◆ Passage provided

* * * *

According to him, Nigeria has 100 per cent competent manpower but suffers a deficit in terms of medical equipment.
“We have the best doctors everywhere in the world, if we have this equipment here, they will be encouraged to come home. If we deal with corruption we will get every sector right,’’ he said.
Ukachukwu said that Primus, which commenced operations in 2011, had the mandate to make medical care more accessible and affordable to Nigerians.
“Primus started its services on April 1, 2011. Considering the backwardness of the medical industry in this country, some foreign partners decided to invest in the sector.
“Services that were expected were secondary and tertiary and since 2011, the hospital has been on its feet working towards improved service delivery.
“From then till now, we have done so many spine surgeries, brain surgeries, knee replacement, and many others.
“So many cases that Nigerians travel abroad to handle, Primus Hospital is delivering those services here.
“We have one of the best Neuro Spine Surgeon with 25 years of experience. We have one of the best Ear Nose and Throat (ENT) doctor.
“We have all it takes to make our health sector one of the best in the world, but we need to change our orientation, we need to re-arrange our mindsets and try to believe in us as Nigerians.

* * * *

◆ Extracted entries
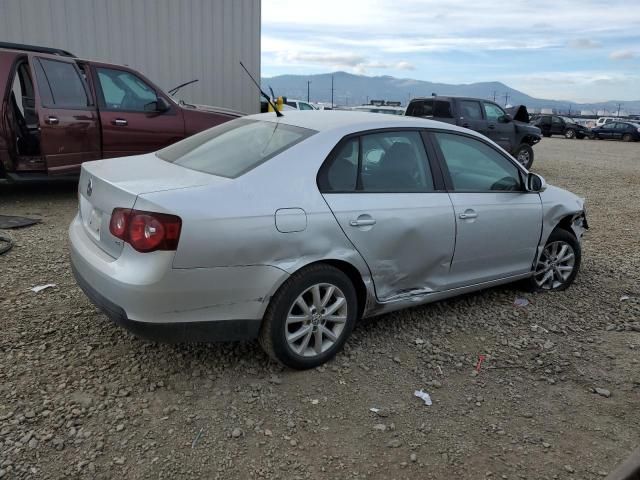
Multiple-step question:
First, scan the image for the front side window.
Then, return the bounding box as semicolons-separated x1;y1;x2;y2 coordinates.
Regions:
156;118;316;178
318;131;434;193
460;100;482;120
484;103;506;120
434;132;522;192
96;68;158;112
34;58;91;109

* * * *

◆ Tasks to complete
1. Repeat the passage about Primus Hospital word for word, from "According to him, Nigeria" to "in the sector.".
2. List the procedures that the passage about Primus Hospital names as ones the hospital has performed.

◆ Responses per task
1.
According to him, Nigeria has 100 per cent competent manpower but suffers a deficit in terms of medical equipment.
“We have the best doctors everywhere in the world, if we have this equipment here, they will be encouraged to come home. If we deal with corruption we will get every sector right,’’ he said.
Ukachukwu said that Primus, which commenced operations in 2011, had the mandate to make medical care more accessible and affordable to Nigerians.
“Primus started its services on April 1, 2011. Considering the backwardness of the medical industry in this country, some foreign partners decided to invest in the sector.

2.
- Spine surgeries
- Brain surgeries
- Knee replacement